**Input**
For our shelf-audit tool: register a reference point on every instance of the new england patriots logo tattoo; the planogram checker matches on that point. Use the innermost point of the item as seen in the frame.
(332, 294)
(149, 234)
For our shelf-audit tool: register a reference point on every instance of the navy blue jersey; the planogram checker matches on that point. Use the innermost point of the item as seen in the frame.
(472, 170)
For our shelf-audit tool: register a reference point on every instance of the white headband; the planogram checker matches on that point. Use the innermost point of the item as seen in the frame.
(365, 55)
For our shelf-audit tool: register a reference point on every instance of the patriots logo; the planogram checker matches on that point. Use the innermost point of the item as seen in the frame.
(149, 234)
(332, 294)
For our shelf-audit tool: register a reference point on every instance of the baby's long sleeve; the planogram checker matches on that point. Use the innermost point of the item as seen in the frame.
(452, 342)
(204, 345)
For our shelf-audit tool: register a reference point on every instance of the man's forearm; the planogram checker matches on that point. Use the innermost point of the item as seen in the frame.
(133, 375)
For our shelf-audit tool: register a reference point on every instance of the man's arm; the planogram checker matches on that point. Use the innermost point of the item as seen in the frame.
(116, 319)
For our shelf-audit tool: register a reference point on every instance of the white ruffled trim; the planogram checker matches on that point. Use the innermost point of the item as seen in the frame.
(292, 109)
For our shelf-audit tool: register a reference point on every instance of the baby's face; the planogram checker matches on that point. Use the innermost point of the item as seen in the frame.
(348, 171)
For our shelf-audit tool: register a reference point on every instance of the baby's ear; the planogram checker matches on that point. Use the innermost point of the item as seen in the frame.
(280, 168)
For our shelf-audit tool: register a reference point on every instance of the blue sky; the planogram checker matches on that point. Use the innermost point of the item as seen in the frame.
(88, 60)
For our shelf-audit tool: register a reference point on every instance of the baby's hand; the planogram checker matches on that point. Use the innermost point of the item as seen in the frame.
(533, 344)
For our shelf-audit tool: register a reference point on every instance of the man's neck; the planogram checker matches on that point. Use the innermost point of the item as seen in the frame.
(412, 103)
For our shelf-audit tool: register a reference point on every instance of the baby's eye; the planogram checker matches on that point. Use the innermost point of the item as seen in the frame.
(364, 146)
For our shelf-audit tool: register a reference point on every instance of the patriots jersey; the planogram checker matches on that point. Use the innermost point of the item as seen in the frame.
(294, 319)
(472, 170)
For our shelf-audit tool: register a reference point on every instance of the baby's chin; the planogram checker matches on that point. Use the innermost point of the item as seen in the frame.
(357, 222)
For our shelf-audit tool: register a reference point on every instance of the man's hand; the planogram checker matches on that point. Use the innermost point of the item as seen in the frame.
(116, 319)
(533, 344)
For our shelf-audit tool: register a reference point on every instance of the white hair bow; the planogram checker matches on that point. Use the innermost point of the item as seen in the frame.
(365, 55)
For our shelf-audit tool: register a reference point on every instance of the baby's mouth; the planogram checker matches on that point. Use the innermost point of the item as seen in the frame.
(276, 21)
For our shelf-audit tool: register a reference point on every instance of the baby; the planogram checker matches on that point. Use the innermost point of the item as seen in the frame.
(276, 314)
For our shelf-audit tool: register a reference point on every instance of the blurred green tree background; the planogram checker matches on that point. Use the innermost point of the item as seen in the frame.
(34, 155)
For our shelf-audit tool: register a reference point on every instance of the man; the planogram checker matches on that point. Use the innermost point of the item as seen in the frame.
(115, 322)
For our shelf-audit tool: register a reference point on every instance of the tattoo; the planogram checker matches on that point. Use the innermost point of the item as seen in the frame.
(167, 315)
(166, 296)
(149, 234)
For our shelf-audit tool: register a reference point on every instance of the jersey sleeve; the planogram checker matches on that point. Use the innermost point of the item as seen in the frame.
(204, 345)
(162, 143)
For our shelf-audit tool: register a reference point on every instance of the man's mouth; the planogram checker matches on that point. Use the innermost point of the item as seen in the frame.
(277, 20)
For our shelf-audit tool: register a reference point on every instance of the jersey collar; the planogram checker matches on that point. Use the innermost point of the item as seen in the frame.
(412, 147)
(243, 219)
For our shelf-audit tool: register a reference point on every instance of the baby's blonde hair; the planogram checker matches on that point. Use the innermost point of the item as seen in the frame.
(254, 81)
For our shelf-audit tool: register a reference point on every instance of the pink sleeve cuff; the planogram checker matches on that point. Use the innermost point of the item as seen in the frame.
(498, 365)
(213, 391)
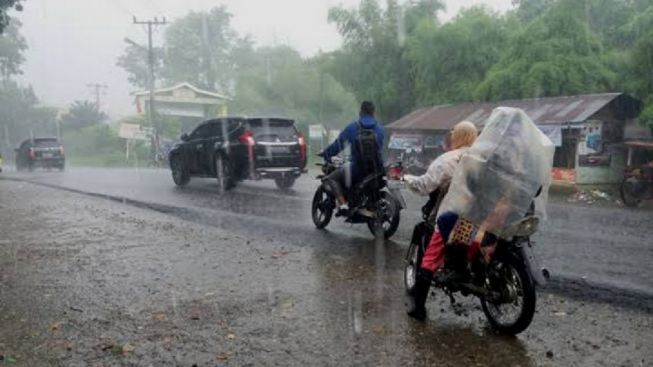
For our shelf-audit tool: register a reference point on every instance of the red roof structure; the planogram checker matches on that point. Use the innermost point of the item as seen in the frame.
(543, 111)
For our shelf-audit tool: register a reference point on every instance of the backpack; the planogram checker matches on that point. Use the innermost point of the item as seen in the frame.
(368, 149)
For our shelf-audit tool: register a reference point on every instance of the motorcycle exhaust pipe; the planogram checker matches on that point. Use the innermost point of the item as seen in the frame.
(546, 274)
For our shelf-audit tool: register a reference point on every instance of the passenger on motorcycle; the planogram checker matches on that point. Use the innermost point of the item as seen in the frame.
(437, 177)
(365, 160)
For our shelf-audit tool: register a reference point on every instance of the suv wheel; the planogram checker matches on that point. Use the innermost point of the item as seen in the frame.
(179, 173)
(223, 174)
(285, 183)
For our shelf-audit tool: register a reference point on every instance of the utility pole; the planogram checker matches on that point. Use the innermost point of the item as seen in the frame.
(150, 61)
(98, 90)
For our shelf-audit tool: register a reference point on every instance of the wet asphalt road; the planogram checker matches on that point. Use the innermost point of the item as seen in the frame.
(245, 279)
(610, 247)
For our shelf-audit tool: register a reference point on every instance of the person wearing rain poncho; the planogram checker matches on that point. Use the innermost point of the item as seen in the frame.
(494, 186)
(440, 171)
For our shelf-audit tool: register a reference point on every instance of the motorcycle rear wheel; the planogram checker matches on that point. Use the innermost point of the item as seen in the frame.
(413, 259)
(322, 208)
(518, 290)
(389, 208)
(631, 191)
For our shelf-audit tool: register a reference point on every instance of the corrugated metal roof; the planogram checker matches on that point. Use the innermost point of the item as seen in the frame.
(551, 110)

**Task description**
Transcribe the listing above verbatim. Omit the pictures.

**Complete answer**
For our shelf-audit tool: register a reference point on every instance of the new england patriots logo tattoo; the planogram checker matches on that point. Use the innermost point of the item as seen in the frame.
(332, 294)
(149, 234)
For our shelf-audit tool: register a reference point on every instance of the navy blue jersey; the planogram checker matches on that point. Use the innermost point of the item as seen in the frame.
(472, 170)
For our shelf-audit tool: register a reference point on every instance of the white headband; the planogram checker matches on that point. Use the innermost point of the item as seen in the frame.
(365, 55)
For our shelf-audit tool: register a reference point on every instance of the patriots logo; the planogram checker matches on that point. Use the innermost point of the item as seen in the frame.
(149, 234)
(332, 294)
For our shelf-audit tool: register a reference point on every instance of the baby's long sleeve; the planogram checker matches on that point. Use the innermost point of the item as seen in the frame.
(452, 342)
(204, 345)
For our shelf-audit tool: register a reference point on every instance of the man's forearm; the planogram checker matches on that point. Use the innermost point of the item as seen in the frame.
(133, 375)
For our shelf-audit tool: register a reference point on every instance of the man's arm; the planogram checker matches on that point. Use the innermost point of the item as seen in the frame.
(116, 319)
For our shelf-audit tool: register a reference point on every instance of the white ruffled trim; the planogram checker matches on that point. Use the innermost point of the item as seen in the frame.
(292, 109)
For our shelf-audit tool: register a reference point on every instance of the baby's face; the planogram checker matches on that point. Use the innermost point of the item as seen in the frame.
(348, 171)
For our shelf-audit tool: register a reference point on every instance of the baby's ear; the planogram checker matches on that point. Use the innermost point of the item as seen in the frame.
(280, 168)
For our shelf-audit tool: register a reference point on every instance of the blue sky; the planogram checker matches on that point. Use the innermost point of the item as seen in the frame.
(88, 60)
For our shelf-audit tool: register a reference point on every instance of the baby's hand; the planogram checker matches on that point. Use the innermost point of the item as seen in the frame.
(533, 344)
For our shelf-audit tool: register a reference point on every instance of the man's neck; the planogram checker matches on that point. Use the innermost point of the item as seen in the frame.
(412, 103)
For our shelf-audit tool: register a reference point on every instance of the baby's eye; the planogram checker matches on that point. Use the innermost point of the item as seen in the frame.
(364, 146)
For our shelf-audit tool: register a reference point on every instance of the patriots jersey; the planogram checker matches on that point. Use the innermost point of the item as seen in the frame.
(294, 319)
(472, 170)
For our shelf-audit tool: register a reference point on every instance of the baby's chin; the planogram checker matches on that point. Use the innermost point of the item as seen in the frame.
(357, 222)
For our shelf-audit tool: register a reference point on every instance of the man's hand; the planogram checker matches on that point. Use the innermost point of the item as seen in the frame.
(116, 319)
(533, 344)
For our shelf-audit tool: register a reference point on every instance of the white hair bow; the planogram checker matches on that point. Use the innermost point of the item as seen in the frame.
(365, 55)
For our shelf-audit tool: register a reference point on every instance of the baby's mouth; the planogram checker matches on that point. Use the innermost point of the item as seen in the frame.
(276, 21)
For our shelf-audit tool: register a reference point on every instance of the baby; the planogram checker matches on that point. Use the innermost point of the item as seen in the frame.
(276, 314)
For our shelf-audit tool: register a reference point on every instance of the blurred green tree background; the planogram checker matches on that point. Use the innermost point of the item as seen in the frame.
(34, 155)
For our shelf-audit tool: register a reference point on every instance of the man; the planogram checker matches on that point. Use the innermost point of the item as seen in the frame.
(115, 322)
For our shelf-audit tool: register a reference point on every instance of the tattoo; the planogram checker matches on that point. Use the innermost point of the item as seen in the frame.
(167, 315)
(166, 296)
(149, 234)
For our shelf-audit tool: register a reference point on every instance of the jersey sleeve; the planogram checker matches on that point. Use the innermost point of the item as seen in the frame.
(204, 345)
(162, 143)
For our shelf-audit tool: register a reference point on every instance of the man's mouth; the planogram checker matches on that point. Use the innermost point of the item as seen in the frame.
(277, 20)
For our shelf-audit tool: register a reference point on every instance of the jersey collar; the planogram checker matches on that point. Use the innermost point of the item as seen in the frame.
(412, 147)
(243, 219)
For our shelf-audit tool: register a reference point on every instance of the baby's blonde hair; the planogram checker matches on that point. Use the innermost point of the item as seen in the frame.
(254, 81)
For our shelf-audit tool: register a reference point on every instance of the pink sleeve cuff; the planogram checker matches on that point. Use the innermost point of the item as seen in the frame.
(498, 365)
(213, 391)
For our shelf-audit tool: register a reference point on every instance of the red roof structure; the planogram checker matches on that point. Use the innermost point of the item as seen in the frame.
(543, 111)
For our shelf-audit tool: register a reference point on every instance of the backpack; the planogram checker matches on that point. Use the innermost point of the item as seen in the frame.
(368, 149)
For our shelf-audit tool: register a reference point on every instance of the motorcycle exhaust pipe; the planogram checker matches on that point. Use the innermost point of the item as seen in the frame.
(546, 274)
For our shelf-audit tool: register a reference point on every instance of the passenger on motorcycle; the planogram checker matches on that point. Use the innermost point of the item as seen in the frame.
(437, 177)
(365, 160)
For our shelf-audit tool: register a reference point on every instance of the suv wheel; the planogram checker matches on that point. Use the innermost point of the item as seen in the frame.
(179, 173)
(223, 174)
(285, 183)
For our shelf-audit tool: register a reference point on every instance of the utility pole; the planogram checker matches on that point. Use the innermost point of the item as seen in the frame.
(150, 61)
(98, 90)
For our shelf-audit tool: register a reference point on every instance of the wet asphalt road; the planogram checker matches on that point. Use the innermost point of the item as seen in the frame.
(245, 279)
(610, 247)
For our shelf-audit tool: register a reference point on every instance of the person wearing rain poncho; the planogram checker matches on that point. Use the innermost point of the item as seen in the frame.
(494, 186)
(440, 171)
For our shelf-audit tool: register a reference point on every instance of the motorcycle rear wheel; the planogram checker matches on that point. Use the innermost point of the item as seen in the frame.
(413, 259)
(322, 208)
(518, 290)
(389, 208)
(631, 191)
For our shelf-audit tool: register a reference point on every instance of the corrugated metal roof; the planogram checker matches on that point. Use the innermost point of the item as seen in the frame.
(551, 110)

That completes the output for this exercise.